- **WHAT IS EXPECTED**
Copy every line that holds the string "query" from the data below.

- **AVAILABLE DATA**
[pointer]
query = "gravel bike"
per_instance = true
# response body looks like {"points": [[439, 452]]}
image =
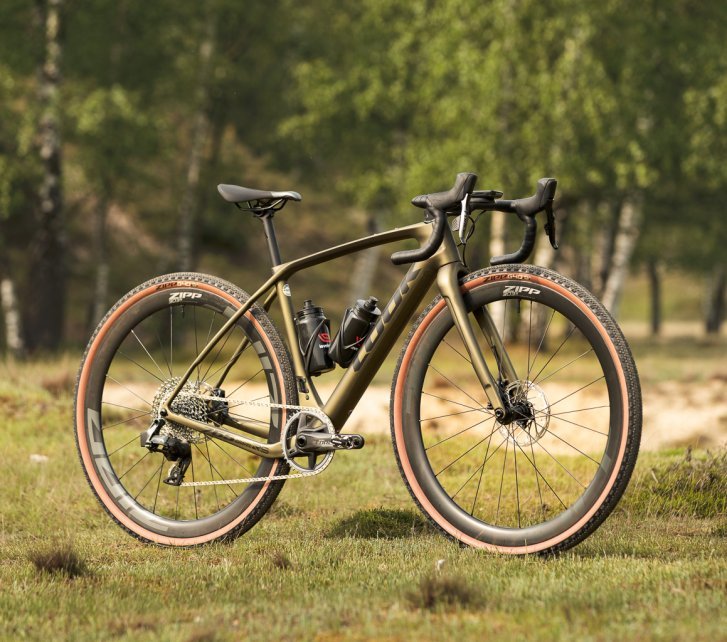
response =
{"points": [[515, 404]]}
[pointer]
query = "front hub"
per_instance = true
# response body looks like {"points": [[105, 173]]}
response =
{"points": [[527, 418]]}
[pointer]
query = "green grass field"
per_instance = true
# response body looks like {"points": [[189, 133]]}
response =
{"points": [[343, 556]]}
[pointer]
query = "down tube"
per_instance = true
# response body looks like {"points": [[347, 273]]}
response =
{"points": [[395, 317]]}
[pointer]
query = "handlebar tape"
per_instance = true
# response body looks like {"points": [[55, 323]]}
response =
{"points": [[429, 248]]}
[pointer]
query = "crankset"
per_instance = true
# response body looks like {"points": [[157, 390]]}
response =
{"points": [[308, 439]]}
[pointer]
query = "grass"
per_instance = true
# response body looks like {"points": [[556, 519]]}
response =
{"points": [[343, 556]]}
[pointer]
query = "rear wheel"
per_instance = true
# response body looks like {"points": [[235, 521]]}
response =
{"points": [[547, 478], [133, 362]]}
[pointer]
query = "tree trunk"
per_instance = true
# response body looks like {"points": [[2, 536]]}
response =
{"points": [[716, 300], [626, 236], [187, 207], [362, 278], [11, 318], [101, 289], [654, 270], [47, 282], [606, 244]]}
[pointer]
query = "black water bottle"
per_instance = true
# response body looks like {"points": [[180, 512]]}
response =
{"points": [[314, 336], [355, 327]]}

- **RESULT OF THIS EXERCISE**
query = "gravel bike"
query = "front hub"
query = "green grass field"
query = "down tube"
query = "handlebar tape"
query = "crankset"
query = "grass"
query = "rear wheel"
query = "tree trunk"
query = "black water bottle"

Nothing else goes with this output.